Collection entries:
──────

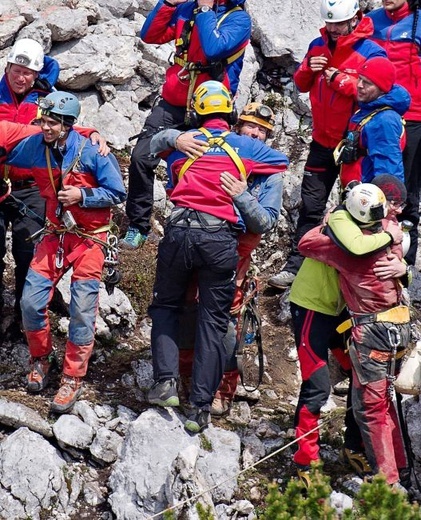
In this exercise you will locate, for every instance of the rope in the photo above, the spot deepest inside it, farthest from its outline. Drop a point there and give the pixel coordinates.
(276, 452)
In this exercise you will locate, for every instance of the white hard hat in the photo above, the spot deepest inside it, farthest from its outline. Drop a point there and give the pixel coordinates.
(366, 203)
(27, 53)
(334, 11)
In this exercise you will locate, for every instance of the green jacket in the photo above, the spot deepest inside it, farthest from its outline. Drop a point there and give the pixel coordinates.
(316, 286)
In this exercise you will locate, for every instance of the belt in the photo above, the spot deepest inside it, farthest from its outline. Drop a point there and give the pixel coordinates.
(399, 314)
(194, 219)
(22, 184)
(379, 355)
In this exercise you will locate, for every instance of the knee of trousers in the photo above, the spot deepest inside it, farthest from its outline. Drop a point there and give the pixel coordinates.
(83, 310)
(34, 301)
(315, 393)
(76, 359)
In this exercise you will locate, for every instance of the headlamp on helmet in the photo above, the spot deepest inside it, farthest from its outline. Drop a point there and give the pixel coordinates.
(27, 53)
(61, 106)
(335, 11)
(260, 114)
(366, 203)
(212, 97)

──────

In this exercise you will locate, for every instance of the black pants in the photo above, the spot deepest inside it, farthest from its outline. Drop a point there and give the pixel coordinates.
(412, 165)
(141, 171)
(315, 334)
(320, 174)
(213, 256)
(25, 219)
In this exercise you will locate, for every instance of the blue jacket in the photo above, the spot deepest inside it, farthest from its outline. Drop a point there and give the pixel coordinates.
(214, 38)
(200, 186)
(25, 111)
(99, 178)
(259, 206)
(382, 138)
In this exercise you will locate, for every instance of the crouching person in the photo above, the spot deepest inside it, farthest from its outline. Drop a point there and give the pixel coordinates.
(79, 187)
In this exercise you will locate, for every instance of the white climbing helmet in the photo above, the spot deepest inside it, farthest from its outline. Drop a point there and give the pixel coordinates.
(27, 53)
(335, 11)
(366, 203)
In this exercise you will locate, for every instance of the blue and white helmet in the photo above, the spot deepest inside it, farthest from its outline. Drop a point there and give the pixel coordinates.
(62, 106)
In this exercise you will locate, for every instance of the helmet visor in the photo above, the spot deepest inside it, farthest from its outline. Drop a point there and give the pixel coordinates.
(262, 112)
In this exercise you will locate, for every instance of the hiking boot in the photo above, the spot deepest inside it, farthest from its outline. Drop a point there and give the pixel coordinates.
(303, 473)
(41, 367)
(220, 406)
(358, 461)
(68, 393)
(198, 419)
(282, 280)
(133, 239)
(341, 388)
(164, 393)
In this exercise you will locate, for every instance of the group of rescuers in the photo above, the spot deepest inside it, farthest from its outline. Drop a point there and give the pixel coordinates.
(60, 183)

──────

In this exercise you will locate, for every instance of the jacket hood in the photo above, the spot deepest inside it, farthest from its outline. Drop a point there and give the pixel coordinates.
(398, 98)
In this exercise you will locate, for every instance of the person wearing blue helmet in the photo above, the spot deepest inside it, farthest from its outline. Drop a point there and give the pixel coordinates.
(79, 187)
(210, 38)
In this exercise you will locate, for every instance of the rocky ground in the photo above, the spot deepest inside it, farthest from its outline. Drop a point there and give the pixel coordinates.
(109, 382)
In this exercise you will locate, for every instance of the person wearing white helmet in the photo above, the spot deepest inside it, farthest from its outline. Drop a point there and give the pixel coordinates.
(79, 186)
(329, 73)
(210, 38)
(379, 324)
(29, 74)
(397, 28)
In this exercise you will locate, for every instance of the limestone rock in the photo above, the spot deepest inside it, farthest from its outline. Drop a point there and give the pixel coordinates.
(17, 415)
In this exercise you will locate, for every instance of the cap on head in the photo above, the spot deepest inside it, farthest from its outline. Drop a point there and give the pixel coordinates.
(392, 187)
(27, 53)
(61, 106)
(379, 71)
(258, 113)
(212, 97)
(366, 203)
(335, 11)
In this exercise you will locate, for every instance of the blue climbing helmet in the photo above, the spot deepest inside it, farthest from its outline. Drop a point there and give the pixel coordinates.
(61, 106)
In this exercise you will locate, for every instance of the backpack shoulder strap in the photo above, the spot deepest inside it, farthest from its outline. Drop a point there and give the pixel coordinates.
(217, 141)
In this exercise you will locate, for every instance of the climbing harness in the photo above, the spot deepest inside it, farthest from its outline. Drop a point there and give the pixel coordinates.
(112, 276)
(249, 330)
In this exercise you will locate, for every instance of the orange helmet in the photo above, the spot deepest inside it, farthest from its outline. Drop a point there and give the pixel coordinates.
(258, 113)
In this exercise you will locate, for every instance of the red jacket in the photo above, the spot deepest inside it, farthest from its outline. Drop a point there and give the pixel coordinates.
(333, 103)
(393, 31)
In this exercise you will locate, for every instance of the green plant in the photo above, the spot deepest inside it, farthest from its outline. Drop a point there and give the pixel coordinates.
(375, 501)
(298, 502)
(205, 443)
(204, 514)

──────

## WORK TO BE COMPLETED
Show every line of the material above that contains the string "wearing", matching case exactly.

## OUTPUT OF THE TASK
In this exercise you will locate, for every instance of the person wearing blue helmet in the photo above, the spot deepest inside it, farthest from its outline. Drop a point there and give the pixel coordinates.
In this exercise you will locate, for every instance of the person wearing white helmet in the photo above, the spot deepest inside it, farthest from its outline. Drop a point there and give the pixel coordinates.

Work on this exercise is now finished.